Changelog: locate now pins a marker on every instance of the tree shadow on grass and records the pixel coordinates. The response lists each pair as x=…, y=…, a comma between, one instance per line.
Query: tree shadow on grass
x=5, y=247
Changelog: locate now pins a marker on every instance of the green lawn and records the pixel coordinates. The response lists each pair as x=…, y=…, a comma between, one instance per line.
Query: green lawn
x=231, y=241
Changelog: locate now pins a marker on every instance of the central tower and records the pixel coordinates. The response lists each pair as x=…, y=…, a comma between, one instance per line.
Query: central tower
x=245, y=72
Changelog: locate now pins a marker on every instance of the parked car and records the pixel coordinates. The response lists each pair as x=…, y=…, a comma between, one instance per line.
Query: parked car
☆ ☆ ☆
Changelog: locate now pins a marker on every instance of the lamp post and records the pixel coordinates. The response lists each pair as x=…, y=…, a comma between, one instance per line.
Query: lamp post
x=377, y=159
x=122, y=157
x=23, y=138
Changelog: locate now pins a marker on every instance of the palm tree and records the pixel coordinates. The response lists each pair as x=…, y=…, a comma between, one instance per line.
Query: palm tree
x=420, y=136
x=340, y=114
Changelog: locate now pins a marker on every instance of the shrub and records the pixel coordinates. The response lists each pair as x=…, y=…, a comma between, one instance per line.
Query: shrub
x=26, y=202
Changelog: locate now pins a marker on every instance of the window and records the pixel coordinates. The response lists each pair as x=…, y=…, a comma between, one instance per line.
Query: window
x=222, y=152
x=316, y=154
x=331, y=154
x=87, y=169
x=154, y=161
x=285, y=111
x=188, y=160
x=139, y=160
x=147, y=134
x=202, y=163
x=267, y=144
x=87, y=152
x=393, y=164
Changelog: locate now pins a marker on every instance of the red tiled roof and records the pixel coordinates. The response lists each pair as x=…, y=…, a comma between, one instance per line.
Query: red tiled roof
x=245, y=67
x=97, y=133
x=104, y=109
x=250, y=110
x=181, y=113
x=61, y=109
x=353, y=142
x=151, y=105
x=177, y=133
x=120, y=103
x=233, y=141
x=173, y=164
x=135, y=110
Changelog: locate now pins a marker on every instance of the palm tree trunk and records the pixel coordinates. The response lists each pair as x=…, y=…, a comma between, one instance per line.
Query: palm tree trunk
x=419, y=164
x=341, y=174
☆ ☆ ☆
## Exercise instructions
Beginning with the line containing "palm tree and" and ending with the line containing "of the window", extract those lines exactly from the listing above, and only those.

## Solved problem
Changelog: locate now pins a marker on every instance of the palm tree and records the pixel coordinates. The response lists each pair as x=…, y=…, a comma between, one instance per line.
Query: palm tree
x=420, y=136
x=340, y=114
Changelog: locate now pins a marker on every instance of the shrub and records the pixel coordinates. The response lists each pair as x=…, y=…, a comma between, one instance per line.
Query: shrub
x=26, y=202
Changelog: locate now pins a marker on every instance of the window and records the pixel coordinates. The response lists each pair as x=…, y=…, a comma between, one instance per line.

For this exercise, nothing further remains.